### Exercise prompt
Would you please return only the lines from the one with "Target: green herb leaf" through the last line of the records below, leaving the pictures out?

### Source material
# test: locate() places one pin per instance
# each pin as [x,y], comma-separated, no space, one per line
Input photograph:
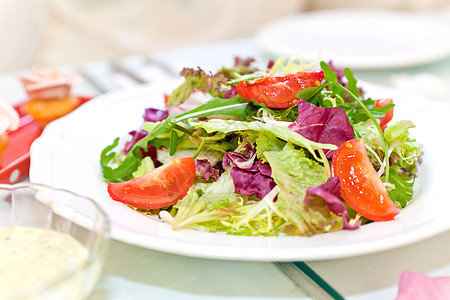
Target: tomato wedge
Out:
[389,114]
[361,187]
[279,92]
[160,187]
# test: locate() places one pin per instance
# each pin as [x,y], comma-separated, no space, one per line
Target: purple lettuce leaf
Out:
[251,183]
[328,125]
[329,192]
[155,115]
[231,93]
[204,168]
[250,175]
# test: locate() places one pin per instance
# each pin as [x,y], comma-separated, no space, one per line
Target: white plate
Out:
[67,156]
[357,39]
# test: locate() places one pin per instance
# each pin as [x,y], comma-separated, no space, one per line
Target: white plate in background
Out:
[68,152]
[358,39]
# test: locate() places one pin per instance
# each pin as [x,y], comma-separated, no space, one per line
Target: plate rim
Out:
[265,33]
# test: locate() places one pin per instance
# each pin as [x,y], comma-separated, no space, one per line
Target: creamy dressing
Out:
[30,256]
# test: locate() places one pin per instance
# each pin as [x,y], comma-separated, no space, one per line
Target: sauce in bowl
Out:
[31,256]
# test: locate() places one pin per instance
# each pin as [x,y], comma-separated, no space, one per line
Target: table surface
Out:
[132,272]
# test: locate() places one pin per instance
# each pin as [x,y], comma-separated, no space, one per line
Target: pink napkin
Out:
[416,286]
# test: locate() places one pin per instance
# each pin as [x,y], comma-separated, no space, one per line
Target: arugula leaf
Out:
[352,83]
[145,167]
[122,172]
[332,79]
[338,90]
[403,191]
[234,107]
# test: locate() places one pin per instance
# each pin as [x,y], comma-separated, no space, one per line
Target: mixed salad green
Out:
[287,149]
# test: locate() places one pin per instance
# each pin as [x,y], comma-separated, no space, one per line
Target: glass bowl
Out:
[42,208]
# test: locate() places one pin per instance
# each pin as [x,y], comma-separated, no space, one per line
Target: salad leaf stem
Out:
[199,149]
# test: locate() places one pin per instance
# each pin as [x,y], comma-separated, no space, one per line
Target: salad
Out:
[289,149]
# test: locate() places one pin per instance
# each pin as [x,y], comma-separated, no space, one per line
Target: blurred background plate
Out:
[358,39]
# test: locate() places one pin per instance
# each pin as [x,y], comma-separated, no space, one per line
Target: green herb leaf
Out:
[233,107]
[352,83]
[403,191]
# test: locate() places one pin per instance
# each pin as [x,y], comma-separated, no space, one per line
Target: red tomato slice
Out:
[160,187]
[361,187]
[278,92]
[390,113]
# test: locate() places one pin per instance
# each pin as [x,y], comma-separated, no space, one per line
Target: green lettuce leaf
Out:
[229,126]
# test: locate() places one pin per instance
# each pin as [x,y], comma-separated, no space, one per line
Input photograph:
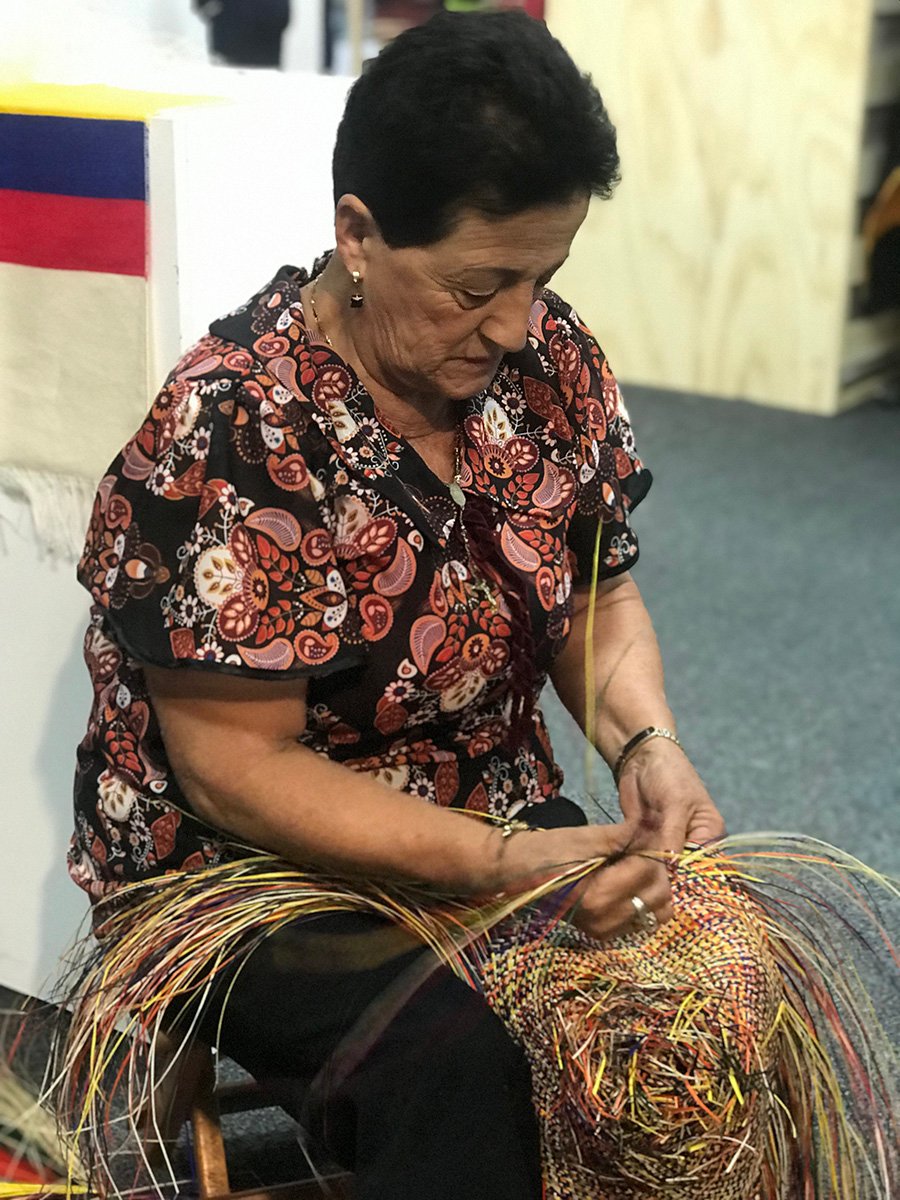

### Expected answer
Target: green herb leaf
Out:
[233,107]
[352,83]
[403,191]
# test: locate() places one pin per instance
# each pin as [x,y], comma-separated, no space, one per line
Target: red tomato slice
Out:
[160,187]
[361,187]
[278,92]
[390,113]
# test: locate() places one pin per instance
# each pin as [x,y], comma-separated, no space, one per line
Target: green lettuce leaf
Out:
[229,126]
# test: locate() places one pin per instance
# each pin as [x,y], comma-separated, no space, one per line
Input photograph:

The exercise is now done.